Objectif indiqué: D'après la lettre adressée à l'Oklahoma, combien de temps la personne qui écrit y a-t-elle posé ses valises à l'âge de 15 ans, s'il vous plaît ?

Texte cité:

________________________________________

Lettre à toi, Oklahoma
Il est des lieux qui frappent immédiatement la rétine, qui claquent dans les veines, qui bourdonnent et transpirent leur folie singulière. Il est des espaces qui s’apprivoisent parce qu’il y a quelque chose à quoi s’agripper. Quelque chose de tangible, de réel. D’évident.
Mais pas toi, Oklahoma. Résolument pas toi.
On se connaît depuis plus de vingt ans, toi et moi. J’avais 15 ans la première fois que j’ai foulé tes terres et ta culture. J’y ai posé mes valises pendant une année, j’ai tenté d’y faire pousser des racines. J’ai appris à faire les choses comme le font les gens d’ici. Où l’apparence surplombe les émotions, où les mots convenus n’atteignent jamais les basses fréquences. J’ai traversé maintes fois tes plaines et tes prairies, longeant ici et là les puits de pétrole au balancement cadencé, tranquille mais puissant. J’essaie en vain de venir à ta rencontre, mais lorsque je pense avoir enfin posé la main sur une partie de qui tu es, tout disparaît. Quand on me demande à quoi ressemblent tes villes, comment décrire ce qu’il y a de spécifique, d’unique chez toi, je ne sais que répondre. La seule chose qui sorte du lot, avec fracas et sans excuse, c’est ta religion. Tes églises à tous les coins de rue. Chacune croit détenir la vérité absolue. C’est épuisant, c’est effrayant pour la non-Américaine que je suis. La place qu’a prise l’être humain dans toutes ces croyances réduit toute idée de grandeur à un condensé de mots bien cadenassés. La menace du jugement, le besoin de hurler cette vision unilatérale du Bien et du Mal, ces sermons qui cloisonnent plutôt qu’ils ne libèrent les esprits envahis de contradictions, à quoi bon ? Je n’appartiens pas à ces courants de pensées. C’est toi qui me l’as démontré. Pourtant tout n’est pas à jeter. Les personnes les plus pieuses que j’aie rencontrées sont souvent celles sur qui je peux encore compter.

________________________________________

Informations fournies:
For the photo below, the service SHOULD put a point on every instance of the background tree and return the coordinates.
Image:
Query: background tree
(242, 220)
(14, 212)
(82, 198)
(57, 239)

________________________________________

Réponse ci-dessous: Pendant une année.